Document:
Sounds like mine. From memory, the "manual" was nigh useless and I may have filed it in the big wickerwork filing cabinet, but I'll have a shufti for you. What IS worth doing is a (I think) a Cosmas Bauer tip, where you take out the spring and sever a couple of coils. I did mine in one coil 'bites' until I had a resistance to plunging that I could live with. The rails on this model are forever shedding their rubber anti-slip/cut-demarking strips. I've tried double sided tape, contact cement, all sorts. Finally gave up on rubber and used d/s tape on 3mm ply. Better, but not prefect; I'm on my third set I think.


----------



## giantbeat (2 Dec 2022)

I bought A tool zone one, scheppach rebrand, and extra tracks from eBay, stuck a good blade in it and it still cost me less than £200, it’s was Bought for the odd diy job when away from my workshop, now it’s one of my most used tools… 

don’t be afraid of a lower priced saw with a good blade and extra track, mines cut 3ks worth of walnut perfectly.


----------



## TomGW (3 Dec 2022)

I bought a Parkside (Lidl) tracksaw, fitted a decent blade and used it for years. Recently I got a Festool TS55 and I can honestly saw that there is no difference in their ability to cut sheets accurately and cleanly. 
The splinter guard strip on the Parkside rails is rubbish and should be replaced with the Makita type strips. Add the longer Excel or Evolution track and you will have an excellent setup for half your budget.

Directive: Extract the passage of the track saw thread between "## TomGW (3" and "accurately and cleanly.", inclusive.

Material provided:
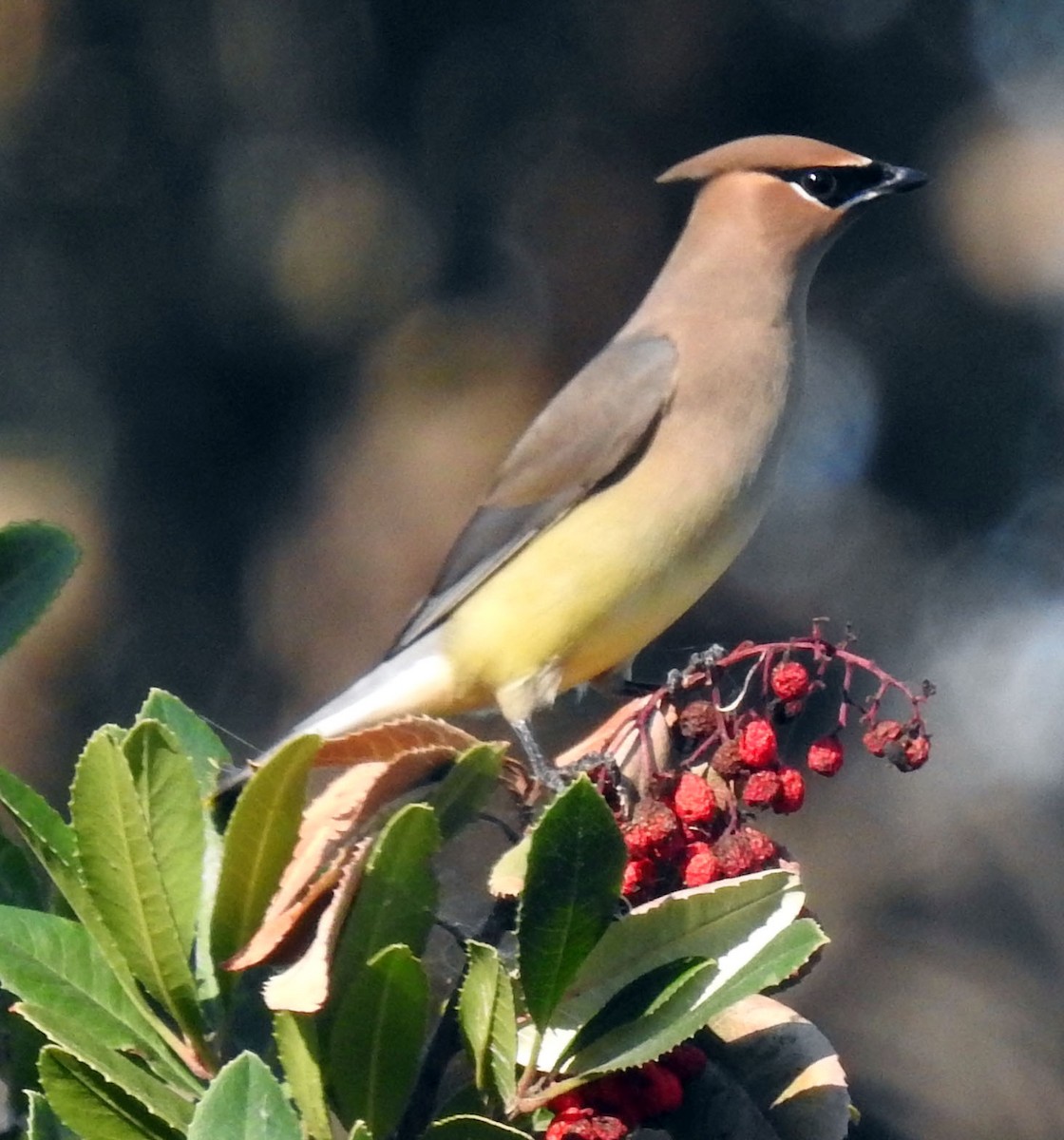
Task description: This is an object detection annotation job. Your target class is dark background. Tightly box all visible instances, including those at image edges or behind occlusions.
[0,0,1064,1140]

---

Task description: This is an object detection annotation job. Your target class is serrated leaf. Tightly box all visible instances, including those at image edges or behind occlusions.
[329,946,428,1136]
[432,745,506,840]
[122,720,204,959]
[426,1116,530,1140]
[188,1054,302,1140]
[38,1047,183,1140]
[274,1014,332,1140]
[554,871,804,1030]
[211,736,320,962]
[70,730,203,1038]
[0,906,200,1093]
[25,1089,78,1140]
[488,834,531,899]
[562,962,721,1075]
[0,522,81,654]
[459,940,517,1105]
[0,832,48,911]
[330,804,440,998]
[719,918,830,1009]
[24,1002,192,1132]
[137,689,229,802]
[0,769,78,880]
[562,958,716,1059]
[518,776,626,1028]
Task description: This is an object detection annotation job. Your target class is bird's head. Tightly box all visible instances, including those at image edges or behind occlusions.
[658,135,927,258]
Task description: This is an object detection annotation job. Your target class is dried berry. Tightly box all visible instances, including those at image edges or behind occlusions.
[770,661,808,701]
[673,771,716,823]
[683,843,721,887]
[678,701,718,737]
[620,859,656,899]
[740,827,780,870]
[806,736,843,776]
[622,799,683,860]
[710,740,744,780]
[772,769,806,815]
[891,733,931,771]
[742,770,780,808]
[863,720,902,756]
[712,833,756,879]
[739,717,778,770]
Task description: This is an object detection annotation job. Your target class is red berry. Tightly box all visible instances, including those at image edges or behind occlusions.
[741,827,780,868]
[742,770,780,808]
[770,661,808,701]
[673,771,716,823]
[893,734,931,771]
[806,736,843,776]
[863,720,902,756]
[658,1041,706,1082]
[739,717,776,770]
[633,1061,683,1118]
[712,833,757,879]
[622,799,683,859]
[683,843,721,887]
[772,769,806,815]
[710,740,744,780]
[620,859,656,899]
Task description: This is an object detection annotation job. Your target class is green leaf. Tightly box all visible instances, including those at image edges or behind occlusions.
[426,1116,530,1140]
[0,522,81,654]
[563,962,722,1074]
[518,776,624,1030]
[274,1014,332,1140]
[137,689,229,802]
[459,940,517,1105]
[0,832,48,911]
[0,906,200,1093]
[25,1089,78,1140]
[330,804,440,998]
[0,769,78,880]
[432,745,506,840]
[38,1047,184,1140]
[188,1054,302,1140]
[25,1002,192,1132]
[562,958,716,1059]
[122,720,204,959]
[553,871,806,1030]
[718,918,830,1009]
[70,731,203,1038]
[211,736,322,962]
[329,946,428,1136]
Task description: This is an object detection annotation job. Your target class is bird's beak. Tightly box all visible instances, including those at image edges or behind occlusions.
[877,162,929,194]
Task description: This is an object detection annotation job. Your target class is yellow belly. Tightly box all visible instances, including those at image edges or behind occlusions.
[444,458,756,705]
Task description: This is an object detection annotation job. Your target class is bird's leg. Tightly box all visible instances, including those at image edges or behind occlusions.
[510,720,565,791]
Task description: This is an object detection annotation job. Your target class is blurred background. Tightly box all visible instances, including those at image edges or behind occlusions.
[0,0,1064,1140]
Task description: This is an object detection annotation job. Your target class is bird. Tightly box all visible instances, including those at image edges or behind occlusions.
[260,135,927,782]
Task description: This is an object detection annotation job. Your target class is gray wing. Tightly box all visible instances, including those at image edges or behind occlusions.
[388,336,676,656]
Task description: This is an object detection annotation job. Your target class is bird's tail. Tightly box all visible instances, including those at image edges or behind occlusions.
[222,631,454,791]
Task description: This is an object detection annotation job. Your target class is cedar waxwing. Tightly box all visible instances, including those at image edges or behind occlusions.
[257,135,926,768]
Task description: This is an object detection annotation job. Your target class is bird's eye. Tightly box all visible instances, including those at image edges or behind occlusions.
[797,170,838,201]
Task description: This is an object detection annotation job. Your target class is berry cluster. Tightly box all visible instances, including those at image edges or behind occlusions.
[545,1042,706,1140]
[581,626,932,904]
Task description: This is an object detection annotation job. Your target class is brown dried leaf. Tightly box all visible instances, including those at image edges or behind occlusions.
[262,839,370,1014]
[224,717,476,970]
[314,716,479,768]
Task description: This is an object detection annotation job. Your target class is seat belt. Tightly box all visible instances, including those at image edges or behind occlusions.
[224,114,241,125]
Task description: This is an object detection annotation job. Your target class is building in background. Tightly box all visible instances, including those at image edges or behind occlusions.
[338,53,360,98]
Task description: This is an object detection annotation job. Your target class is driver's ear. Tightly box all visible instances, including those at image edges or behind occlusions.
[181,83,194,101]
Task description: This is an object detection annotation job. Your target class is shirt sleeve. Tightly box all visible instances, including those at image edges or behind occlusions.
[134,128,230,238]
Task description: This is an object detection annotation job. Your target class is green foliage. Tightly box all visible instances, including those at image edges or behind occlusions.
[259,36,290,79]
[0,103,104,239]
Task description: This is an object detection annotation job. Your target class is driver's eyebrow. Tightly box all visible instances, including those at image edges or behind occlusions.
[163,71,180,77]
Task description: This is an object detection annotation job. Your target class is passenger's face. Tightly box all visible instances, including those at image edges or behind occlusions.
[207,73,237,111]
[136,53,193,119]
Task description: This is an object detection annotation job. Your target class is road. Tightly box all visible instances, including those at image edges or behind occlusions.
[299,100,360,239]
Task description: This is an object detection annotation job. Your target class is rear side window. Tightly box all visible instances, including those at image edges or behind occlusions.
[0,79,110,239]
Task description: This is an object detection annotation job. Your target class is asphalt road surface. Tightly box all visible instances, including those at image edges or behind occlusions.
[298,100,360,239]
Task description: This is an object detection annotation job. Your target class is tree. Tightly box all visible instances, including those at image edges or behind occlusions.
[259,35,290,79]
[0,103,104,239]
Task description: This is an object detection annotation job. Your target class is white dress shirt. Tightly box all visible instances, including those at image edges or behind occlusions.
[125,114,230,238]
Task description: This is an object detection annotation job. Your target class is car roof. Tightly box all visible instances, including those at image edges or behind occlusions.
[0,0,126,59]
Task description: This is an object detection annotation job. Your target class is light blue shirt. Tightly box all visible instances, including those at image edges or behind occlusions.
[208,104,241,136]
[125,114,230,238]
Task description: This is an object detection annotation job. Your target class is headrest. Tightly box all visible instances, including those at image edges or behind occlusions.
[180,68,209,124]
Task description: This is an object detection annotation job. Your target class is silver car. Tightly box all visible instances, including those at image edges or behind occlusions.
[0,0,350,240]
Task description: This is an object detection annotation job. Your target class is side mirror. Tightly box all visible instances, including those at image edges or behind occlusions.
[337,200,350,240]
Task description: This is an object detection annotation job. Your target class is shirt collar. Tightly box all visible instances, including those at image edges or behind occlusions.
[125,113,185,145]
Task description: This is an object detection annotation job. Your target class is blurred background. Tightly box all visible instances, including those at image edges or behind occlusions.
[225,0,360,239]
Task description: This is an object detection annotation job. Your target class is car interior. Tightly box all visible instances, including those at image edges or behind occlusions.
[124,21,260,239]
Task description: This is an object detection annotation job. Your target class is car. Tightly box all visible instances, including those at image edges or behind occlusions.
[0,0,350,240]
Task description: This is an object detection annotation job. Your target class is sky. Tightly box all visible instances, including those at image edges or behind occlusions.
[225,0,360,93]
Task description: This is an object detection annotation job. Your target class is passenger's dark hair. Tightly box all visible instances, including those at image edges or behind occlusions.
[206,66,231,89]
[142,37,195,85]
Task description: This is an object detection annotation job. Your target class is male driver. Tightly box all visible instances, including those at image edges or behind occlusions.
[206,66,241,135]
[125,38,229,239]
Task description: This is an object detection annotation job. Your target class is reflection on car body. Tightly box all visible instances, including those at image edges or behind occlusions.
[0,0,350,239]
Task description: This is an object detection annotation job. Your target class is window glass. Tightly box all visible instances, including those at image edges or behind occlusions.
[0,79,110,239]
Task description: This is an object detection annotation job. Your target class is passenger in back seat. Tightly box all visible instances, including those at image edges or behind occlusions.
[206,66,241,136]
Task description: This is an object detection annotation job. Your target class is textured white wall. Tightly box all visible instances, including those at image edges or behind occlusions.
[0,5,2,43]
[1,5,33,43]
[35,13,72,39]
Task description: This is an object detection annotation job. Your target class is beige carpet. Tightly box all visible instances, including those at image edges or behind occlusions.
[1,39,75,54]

...

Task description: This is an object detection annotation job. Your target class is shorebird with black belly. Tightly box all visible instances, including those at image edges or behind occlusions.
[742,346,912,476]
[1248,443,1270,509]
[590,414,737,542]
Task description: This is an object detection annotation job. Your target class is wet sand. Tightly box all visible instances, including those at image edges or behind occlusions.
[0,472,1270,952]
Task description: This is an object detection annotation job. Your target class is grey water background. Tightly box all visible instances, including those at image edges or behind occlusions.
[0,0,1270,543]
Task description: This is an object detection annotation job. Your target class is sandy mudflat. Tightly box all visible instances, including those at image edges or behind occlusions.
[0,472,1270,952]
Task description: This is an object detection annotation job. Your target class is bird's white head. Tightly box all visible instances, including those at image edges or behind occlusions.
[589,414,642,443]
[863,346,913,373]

Task answer:
## TomGW (3 Dec 2022)

I bought a Parkside (Lidl) tracksaw, fitted a decent blade and used it for years. Recently I got a Festool TS55 and I can honestly saw that there is no difference in their ability to cut sheets accurately and cleanly.